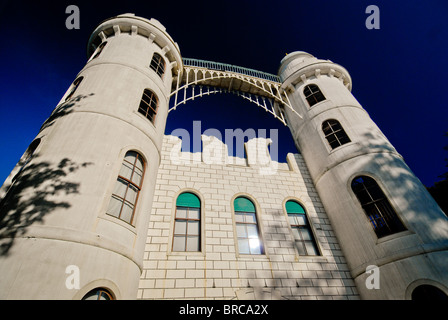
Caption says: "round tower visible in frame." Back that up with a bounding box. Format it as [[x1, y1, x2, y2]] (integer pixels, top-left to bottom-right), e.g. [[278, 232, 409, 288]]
[[0, 14, 183, 299], [279, 51, 448, 299]]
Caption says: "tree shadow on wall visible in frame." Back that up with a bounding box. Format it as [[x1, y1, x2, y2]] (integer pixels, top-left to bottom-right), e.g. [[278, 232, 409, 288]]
[[39, 93, 95, 131], [0, 155, 91, 256]]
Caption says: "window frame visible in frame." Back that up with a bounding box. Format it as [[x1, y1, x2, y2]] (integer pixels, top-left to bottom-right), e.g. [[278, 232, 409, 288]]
[[137, 88, 159, 125], [284, 199, 322, 257], [149, 52, 166, 80], [350, 174, 408, 239], [106, 150, 146, 226], [232, 195, 266, 257], [302, 83, 327, 108], [171, 191, 203, 253], [321, 119, 352, 150]]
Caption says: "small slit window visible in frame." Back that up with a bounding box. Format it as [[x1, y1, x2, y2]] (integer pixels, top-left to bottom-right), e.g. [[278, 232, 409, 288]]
[[233, 197, 263, 254], [352, 176, 406, 238], [90, 41, 107, 60], [303, 84, 325, 107], [173, 192, 201, 252], [106, 151, 145, 224], [138, 89, 158, 123], [322, 119, 350, 149], [149, 52, 165, 78], [65, 77, 84, 101], [285, 200, 319, 256]]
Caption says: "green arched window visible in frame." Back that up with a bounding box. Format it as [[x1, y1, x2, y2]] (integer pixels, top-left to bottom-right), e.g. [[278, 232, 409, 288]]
++++++++
WHAT IS NEEDED
Could you copy out, word for word, the lines from the start of the records through the line containing "[[39, 93, 95, 131], [0, 155, 91, 256]]", including that line, and leave the pictures out?

RESULT FOR THIS EXERCISE
Caption says: "round tower visible in frame." Back that up with a bounding box. Format it as [[x1, y1, x2, y2]] (integer pixels, top-left to bottom-right), e.g. [[278, 232, 409, 288]]
[[0, 14, 183, 299], [279, 51, 448, 299]]
Caption says: "tree shadow on wall visible in frame." Back that up with a bounding box. Format it as [[x1, y1, x2, y2]] (integer pixels, top-left to bottom-right), e.g. [[278, 232, 409, 288]]
[[39, 93, 95, 131], [0, 155, 91, 256]]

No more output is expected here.